SET EXERCISE>
From the line with "Target: mandarin duck" through the final line, transcribe the material below character for character; include no other lines.

═════ EXERCISE INPUT

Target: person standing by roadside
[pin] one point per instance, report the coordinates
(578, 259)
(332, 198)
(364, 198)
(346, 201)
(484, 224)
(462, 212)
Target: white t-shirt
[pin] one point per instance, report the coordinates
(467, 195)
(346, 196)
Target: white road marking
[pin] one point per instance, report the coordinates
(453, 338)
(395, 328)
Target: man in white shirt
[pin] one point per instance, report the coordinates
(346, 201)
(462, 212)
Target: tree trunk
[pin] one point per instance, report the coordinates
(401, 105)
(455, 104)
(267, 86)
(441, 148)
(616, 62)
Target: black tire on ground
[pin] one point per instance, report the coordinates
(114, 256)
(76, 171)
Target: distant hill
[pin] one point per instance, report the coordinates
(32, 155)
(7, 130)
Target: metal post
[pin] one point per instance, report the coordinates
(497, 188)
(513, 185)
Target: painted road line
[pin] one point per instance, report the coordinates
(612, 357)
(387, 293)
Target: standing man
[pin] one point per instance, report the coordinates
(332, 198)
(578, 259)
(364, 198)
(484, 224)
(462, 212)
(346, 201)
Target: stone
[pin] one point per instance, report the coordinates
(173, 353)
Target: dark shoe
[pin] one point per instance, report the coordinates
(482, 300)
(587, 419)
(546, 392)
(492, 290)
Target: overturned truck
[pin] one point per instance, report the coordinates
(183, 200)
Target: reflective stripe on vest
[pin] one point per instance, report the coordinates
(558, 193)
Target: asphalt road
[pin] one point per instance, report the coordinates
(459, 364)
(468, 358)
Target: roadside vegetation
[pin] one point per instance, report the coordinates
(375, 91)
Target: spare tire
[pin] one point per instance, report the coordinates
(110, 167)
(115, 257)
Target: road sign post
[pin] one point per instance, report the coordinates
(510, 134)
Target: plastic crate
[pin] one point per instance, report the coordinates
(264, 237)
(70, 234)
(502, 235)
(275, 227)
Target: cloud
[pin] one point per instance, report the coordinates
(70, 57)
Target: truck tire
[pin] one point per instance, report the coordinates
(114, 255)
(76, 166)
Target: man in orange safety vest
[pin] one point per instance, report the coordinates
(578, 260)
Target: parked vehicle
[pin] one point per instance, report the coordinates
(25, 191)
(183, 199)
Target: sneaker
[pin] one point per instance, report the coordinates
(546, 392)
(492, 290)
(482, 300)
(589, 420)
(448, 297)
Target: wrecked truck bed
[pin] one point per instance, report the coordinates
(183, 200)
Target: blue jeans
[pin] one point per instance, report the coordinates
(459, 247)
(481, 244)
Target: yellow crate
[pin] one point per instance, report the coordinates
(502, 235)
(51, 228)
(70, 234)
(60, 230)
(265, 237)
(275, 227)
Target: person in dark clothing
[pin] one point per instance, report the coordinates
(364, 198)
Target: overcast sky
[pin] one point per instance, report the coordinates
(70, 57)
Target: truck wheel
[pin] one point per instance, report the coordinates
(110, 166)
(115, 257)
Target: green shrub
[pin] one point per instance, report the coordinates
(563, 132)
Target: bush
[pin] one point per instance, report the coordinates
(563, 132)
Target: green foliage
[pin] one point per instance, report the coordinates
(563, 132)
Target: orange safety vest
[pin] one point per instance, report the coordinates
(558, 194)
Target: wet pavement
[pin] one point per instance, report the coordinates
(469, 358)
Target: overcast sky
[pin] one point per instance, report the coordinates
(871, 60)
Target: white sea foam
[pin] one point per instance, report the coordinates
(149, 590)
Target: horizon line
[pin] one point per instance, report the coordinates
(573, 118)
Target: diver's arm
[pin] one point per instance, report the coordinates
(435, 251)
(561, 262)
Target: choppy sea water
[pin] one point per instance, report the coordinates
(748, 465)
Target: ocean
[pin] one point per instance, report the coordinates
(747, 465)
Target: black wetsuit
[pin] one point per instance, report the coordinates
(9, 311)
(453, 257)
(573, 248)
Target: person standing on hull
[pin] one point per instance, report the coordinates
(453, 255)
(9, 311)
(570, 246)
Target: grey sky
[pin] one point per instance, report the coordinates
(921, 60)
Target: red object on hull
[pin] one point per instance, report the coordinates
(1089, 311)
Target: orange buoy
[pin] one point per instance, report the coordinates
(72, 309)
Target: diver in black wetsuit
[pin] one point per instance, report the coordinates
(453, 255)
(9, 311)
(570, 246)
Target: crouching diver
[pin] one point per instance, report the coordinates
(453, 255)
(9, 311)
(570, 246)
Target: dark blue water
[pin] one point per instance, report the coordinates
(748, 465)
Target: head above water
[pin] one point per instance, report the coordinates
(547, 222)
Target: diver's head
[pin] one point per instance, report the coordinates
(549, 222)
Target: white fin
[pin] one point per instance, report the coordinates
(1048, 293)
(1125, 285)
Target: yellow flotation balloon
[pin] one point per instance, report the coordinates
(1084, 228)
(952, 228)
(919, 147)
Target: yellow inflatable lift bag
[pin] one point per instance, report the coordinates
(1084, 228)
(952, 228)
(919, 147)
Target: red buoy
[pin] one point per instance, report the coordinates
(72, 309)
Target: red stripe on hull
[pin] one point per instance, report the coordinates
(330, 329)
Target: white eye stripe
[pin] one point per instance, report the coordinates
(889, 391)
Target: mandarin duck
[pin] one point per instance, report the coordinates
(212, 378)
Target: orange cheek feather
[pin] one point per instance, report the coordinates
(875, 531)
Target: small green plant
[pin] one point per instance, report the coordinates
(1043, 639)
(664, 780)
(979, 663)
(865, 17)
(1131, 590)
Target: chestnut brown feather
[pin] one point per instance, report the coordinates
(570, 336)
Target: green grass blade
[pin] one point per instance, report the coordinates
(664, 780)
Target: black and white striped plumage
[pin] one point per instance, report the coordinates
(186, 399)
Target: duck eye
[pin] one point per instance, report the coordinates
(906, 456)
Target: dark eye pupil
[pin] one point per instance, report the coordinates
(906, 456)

══════════

TASK OUTPUT>
Target: mandarin duck
[pin] one point per instance, report the coordinates
(212, 378)
Target: orange cheek feather
[pin] one point per instance, report the coordinates
(875, 531)
Target: small green plant
[pin] one point per instance, report the coordinates
(1043, 639)
(664, 780)
(979, 663)
(865, 17)
(1131, 590)
Target: chestnut brown feather
[pin] one point per instance, report the coordinates
(570, 336)
Target: green grass blade
[pin] one point per instance, report the coordinates
(664, 780)
Target: black and white striped plumage
[pin] one point per instance, report the coordinates
(186, 399)
Target: duck eye
[pin] one point per instance, report the coordinates
(906, 456)
Target: dark eye pupil
[pin] one point per instance, report the coordinates
(906, 456)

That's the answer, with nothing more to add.